» Exercise directions:
Extend the news article below on California's Getting to Zero plan to end new HIV transmissions, starting after the last sentence it gives.
++++ Supplied passage ++++
Issue:  Vol. 48 / No. 11 / 15 March 2018

State releases Getting to Zero plan to eliminate HIV

Dr. Karen Smith. Photo: California Department of Public Health

Dr. Karen Smith. Photo: California Department of Public Health

California health officials released their plan Wednesday for eliminating new HIV transmissions in the state by 2021.

The Getting to Zero campaign, similar to a San Francisco initiative that’s been in place for years, is meant to serve as a model for health departments and community organizations across the state that are trying to improve coordination in their response to HIV.

“Thanks to better treatment and prevention options, new testing technology and better access to health care, California has reached a point where we can begin to envision the possibility of zero new HIV infections,” said California Department of Public Health Director State Public Health Officer Dr. Karen Smith in a November 2 news release. “In a state as large as ours, it will take an incredible amount of coordination, innovation and work to make this vision a reality. This report lays the foundation for achieving our goals.”
++++ Information given ++++
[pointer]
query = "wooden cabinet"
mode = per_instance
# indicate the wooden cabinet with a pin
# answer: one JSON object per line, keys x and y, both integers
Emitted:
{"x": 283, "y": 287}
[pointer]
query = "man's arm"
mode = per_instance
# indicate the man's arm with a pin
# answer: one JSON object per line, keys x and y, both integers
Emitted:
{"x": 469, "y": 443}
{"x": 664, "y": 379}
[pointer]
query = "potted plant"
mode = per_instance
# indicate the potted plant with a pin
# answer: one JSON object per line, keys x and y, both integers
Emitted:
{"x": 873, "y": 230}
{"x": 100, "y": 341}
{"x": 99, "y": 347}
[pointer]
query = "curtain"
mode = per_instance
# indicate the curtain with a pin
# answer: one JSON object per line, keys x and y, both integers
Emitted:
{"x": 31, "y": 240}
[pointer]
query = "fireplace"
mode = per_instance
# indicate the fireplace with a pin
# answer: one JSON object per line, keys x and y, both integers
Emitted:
++++
» Exercise answer:
The Getting to Zero plan includes four goals officials want to reach in the next five years: Reduce new HIV infections, increase access to care, reduce disparities in underserved communities, and reach a more coordinated statewide response to the epidemic.

In order to reach the goals, the plan includes strategies such as improving PrEP utilization and HIV testing and enhancing the availability of HIV care.

“This comprehensive plan reinforces the state’s ongoing commitment to address the HIV epidemic,” said Dr. Karen Mark, Chief of the state Office of AIDS. “This commitment includes supporting people living with HIV, reducing the rate of new infections, and recognizing that not all communities have been equally impacted by this epidemic, and making those most at risk a high priority.”

The Getting to Zero plan was developed by the state health department, along with medical providers, HIV-related community groups, and others.